Quoted text
= Tilli Breidenbach =

German actress and voice actress (1910–1994)

Tilli Breidenbach, also Tilly Breidenbach (2 August 1910 in Völklingen – 23 October 1994 in Munich) was a German voice actress and actress.

== Life ==

Breidenbach grew up in Cologne, where she initially studied German studies, Romance studies and art history after Abitur. She finally learned the acting profession at the acting school of the Cologne theatres.

After World War II, she was a member of the ensemble of the Darmstadt State Theatre, between 1948 and 1950 Breidenbach played at the Kiel State Theatre, engagements in Essen, Lucerne, at the Berlin Free Volksbühne, at the Hamburg Ernst Deutsch Theater, at the Schauspielhaus Zürich, at the Stadt- und Ateliertheater in Bern and at the Staatstheater Kassel.

Records supplied
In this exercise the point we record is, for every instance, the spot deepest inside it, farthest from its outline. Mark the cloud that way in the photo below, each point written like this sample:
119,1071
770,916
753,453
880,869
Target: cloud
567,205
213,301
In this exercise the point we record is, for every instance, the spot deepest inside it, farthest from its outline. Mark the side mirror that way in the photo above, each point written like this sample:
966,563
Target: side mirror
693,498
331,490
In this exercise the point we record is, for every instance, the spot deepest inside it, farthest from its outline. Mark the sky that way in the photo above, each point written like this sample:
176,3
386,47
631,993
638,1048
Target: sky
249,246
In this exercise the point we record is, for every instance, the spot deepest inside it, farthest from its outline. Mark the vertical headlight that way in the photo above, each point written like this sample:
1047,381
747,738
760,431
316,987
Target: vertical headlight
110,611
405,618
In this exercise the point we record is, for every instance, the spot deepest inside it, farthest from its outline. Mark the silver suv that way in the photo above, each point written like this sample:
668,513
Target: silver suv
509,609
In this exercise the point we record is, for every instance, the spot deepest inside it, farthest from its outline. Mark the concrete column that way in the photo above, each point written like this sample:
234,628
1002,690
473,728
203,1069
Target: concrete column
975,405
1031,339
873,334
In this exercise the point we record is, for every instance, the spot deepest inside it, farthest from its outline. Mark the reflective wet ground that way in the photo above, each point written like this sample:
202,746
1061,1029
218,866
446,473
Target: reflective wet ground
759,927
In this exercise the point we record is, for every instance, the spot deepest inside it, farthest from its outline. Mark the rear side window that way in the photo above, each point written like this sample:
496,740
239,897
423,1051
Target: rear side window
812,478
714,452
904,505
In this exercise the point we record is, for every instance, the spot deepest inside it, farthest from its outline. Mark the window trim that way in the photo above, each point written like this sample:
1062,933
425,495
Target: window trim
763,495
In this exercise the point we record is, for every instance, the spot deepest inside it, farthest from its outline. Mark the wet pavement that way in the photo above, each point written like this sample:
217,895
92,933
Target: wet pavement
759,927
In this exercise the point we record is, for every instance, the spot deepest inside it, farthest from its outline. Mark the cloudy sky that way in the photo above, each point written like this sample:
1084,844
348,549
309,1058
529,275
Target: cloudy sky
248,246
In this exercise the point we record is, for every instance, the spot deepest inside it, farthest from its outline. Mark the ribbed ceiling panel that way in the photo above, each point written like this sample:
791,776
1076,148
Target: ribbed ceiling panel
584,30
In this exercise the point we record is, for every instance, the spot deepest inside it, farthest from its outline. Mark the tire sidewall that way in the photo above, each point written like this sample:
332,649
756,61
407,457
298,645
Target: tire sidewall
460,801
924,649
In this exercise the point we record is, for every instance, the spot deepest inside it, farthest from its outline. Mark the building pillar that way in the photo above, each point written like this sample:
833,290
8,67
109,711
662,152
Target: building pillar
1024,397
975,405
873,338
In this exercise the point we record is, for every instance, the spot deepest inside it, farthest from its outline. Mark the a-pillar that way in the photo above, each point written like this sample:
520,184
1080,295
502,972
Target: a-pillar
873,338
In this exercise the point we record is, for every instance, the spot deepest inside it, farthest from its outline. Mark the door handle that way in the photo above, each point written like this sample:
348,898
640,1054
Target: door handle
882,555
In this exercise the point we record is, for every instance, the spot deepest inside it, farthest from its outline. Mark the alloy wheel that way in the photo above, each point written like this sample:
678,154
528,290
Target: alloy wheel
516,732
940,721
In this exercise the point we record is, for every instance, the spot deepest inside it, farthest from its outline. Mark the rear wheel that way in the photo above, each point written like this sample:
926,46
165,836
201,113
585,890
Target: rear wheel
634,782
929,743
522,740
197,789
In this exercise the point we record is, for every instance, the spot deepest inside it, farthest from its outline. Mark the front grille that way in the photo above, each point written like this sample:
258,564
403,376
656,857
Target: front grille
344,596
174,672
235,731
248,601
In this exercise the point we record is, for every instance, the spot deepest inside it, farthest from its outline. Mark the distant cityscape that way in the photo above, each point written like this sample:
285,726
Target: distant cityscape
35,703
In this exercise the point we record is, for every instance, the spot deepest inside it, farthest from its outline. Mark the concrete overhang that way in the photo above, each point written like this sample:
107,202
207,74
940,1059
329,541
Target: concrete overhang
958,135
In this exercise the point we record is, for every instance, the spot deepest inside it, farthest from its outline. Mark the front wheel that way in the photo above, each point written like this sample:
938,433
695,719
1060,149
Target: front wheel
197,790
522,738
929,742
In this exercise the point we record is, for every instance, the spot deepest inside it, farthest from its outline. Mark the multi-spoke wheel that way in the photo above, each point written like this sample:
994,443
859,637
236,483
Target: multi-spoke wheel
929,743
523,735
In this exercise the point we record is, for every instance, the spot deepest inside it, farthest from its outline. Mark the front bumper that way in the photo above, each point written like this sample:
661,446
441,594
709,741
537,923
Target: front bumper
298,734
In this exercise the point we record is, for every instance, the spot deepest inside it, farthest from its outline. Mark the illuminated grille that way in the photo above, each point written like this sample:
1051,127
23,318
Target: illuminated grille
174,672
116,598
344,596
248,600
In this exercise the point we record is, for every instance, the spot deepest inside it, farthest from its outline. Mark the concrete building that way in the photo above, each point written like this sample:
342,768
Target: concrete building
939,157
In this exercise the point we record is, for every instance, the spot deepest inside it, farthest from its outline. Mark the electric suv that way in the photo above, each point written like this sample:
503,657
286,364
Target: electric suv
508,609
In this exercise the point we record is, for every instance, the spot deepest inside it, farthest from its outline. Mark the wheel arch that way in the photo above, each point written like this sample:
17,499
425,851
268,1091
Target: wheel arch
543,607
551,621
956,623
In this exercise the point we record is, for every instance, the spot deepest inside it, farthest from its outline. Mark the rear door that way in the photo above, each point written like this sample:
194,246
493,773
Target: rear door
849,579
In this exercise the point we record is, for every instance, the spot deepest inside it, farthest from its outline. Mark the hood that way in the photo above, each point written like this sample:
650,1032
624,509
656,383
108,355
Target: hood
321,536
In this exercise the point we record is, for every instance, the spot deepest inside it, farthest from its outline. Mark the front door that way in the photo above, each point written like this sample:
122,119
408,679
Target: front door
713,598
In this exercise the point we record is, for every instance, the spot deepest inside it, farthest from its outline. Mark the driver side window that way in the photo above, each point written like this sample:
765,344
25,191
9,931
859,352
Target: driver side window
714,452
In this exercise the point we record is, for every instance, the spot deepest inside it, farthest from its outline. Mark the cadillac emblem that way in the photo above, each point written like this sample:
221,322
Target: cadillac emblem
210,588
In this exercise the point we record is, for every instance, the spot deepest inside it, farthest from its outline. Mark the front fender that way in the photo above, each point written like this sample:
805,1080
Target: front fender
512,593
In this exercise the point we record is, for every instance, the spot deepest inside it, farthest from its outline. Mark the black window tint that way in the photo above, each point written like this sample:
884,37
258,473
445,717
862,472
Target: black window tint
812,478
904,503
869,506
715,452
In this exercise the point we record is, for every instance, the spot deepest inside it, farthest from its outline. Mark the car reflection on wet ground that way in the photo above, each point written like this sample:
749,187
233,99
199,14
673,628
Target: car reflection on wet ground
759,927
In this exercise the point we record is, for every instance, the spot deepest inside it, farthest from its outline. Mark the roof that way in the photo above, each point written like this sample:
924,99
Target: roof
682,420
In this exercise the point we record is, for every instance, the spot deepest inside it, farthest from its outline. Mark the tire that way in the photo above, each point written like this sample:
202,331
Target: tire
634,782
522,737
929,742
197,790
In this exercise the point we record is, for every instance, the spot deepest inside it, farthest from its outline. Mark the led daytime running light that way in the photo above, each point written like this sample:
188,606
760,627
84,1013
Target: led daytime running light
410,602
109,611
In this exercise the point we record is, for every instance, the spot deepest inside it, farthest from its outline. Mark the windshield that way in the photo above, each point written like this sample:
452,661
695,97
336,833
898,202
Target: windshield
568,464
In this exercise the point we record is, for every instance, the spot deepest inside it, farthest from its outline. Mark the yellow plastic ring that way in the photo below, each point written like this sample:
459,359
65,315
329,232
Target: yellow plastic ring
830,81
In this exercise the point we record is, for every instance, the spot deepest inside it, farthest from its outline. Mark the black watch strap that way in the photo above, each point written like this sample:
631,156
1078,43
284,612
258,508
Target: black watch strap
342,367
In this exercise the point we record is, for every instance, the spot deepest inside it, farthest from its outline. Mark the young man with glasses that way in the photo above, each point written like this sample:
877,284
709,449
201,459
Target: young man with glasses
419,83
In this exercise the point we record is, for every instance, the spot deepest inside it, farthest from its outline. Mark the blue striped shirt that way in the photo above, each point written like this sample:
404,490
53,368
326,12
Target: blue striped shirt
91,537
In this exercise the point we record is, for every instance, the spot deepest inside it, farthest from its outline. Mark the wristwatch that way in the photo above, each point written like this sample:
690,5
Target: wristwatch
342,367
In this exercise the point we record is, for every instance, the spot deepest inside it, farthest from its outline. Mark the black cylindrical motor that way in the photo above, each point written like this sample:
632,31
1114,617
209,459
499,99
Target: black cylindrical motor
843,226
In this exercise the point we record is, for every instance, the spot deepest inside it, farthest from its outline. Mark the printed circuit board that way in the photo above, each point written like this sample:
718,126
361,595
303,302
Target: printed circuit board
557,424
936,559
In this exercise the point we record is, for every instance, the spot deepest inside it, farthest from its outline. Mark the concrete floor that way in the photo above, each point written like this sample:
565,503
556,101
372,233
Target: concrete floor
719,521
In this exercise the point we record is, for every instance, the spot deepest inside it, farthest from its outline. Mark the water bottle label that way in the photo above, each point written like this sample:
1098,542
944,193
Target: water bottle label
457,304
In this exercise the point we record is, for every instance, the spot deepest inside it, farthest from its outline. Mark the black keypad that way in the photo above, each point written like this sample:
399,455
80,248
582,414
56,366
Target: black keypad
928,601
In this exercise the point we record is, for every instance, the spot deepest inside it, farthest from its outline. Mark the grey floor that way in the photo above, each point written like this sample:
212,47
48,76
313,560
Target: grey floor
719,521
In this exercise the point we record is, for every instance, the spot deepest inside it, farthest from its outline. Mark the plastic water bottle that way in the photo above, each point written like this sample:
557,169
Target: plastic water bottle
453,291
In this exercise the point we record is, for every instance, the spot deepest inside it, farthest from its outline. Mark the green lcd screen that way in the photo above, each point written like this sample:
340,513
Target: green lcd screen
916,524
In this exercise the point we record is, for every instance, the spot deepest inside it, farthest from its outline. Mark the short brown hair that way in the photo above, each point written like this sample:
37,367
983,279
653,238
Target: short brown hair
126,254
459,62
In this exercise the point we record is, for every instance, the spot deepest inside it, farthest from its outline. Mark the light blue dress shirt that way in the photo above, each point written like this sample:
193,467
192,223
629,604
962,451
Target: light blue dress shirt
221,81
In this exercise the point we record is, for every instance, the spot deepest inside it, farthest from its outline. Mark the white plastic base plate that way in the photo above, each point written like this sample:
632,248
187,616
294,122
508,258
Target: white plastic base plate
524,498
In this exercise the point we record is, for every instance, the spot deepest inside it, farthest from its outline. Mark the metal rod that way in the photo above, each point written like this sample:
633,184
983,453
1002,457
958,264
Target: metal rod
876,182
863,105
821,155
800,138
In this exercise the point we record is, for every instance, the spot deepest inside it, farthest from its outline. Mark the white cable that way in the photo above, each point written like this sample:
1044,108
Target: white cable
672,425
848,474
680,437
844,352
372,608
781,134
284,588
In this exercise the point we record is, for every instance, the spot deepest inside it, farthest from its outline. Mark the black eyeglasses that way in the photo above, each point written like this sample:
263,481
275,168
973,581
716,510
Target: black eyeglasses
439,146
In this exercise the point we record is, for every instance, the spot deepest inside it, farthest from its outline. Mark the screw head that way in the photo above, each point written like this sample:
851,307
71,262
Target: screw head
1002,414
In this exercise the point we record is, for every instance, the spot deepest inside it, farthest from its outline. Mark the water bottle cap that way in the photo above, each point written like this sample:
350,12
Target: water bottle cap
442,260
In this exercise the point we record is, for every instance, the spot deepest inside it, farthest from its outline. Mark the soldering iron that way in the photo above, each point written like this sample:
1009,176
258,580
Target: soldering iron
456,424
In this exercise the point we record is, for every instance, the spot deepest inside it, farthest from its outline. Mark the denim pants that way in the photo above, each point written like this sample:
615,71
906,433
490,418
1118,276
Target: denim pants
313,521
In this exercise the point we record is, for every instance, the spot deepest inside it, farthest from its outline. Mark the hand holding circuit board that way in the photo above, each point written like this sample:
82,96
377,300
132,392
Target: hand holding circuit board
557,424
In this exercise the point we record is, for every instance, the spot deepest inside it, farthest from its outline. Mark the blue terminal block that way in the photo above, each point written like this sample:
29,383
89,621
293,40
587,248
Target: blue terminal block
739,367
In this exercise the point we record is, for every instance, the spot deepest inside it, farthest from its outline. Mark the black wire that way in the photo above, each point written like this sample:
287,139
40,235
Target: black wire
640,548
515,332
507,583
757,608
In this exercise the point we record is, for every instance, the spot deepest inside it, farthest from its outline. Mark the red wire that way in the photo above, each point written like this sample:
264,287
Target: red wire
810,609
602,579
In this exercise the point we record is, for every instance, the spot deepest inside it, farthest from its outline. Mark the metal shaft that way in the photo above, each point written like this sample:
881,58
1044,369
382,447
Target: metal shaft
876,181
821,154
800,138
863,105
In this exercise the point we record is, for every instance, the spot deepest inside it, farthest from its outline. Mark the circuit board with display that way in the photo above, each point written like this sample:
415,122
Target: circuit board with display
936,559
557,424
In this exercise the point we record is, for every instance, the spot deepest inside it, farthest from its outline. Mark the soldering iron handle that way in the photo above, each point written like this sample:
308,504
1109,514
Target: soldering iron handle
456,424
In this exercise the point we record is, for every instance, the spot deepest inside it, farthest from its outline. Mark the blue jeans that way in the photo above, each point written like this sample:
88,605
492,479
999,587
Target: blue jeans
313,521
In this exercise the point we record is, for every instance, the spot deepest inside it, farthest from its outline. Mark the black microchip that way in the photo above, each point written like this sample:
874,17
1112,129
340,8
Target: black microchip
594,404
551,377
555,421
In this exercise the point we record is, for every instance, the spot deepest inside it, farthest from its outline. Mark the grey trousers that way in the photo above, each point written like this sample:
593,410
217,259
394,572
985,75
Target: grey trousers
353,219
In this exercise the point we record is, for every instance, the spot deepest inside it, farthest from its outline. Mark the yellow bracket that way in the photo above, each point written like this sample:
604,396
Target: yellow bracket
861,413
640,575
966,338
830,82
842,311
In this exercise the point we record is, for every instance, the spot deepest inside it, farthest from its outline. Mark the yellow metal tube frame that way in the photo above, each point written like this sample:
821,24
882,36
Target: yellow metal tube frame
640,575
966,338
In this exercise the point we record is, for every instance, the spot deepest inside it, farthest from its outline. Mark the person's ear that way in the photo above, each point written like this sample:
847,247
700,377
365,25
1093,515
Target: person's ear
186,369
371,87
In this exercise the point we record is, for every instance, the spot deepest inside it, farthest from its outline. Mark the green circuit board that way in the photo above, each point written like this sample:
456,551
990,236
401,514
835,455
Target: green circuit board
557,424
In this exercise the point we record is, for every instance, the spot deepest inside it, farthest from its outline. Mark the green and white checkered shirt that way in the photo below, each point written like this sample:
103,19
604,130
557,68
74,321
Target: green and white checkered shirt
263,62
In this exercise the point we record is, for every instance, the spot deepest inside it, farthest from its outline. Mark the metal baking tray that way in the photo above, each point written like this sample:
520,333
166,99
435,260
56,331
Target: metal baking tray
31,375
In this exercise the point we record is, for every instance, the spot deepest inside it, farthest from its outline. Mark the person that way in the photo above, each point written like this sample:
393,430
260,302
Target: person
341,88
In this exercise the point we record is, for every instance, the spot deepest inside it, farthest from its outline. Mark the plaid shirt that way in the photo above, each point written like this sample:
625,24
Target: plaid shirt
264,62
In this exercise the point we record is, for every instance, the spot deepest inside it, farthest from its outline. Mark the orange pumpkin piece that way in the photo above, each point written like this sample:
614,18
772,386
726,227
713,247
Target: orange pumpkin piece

Written problem
Transcribe the Tilli Breidenbach text above word for word, starting with "After World War" and going on through "the Staatstheater Kassel.".

Solution to the exercise
After World War II, she was a member of the ensemble of the Darmstadt State Theatre, between 1948 and 1950 Breidenbach played at the Kiel State Theatre, engagements in Essen, Lucerne, at the Berlin Free Volksbühne, at the Hamburg Ernst Deutsch Theater, at the Schauspielhaus Zürich, at the Stadt- und Ateliertheater in Bern and at the Staatstheater Kassel.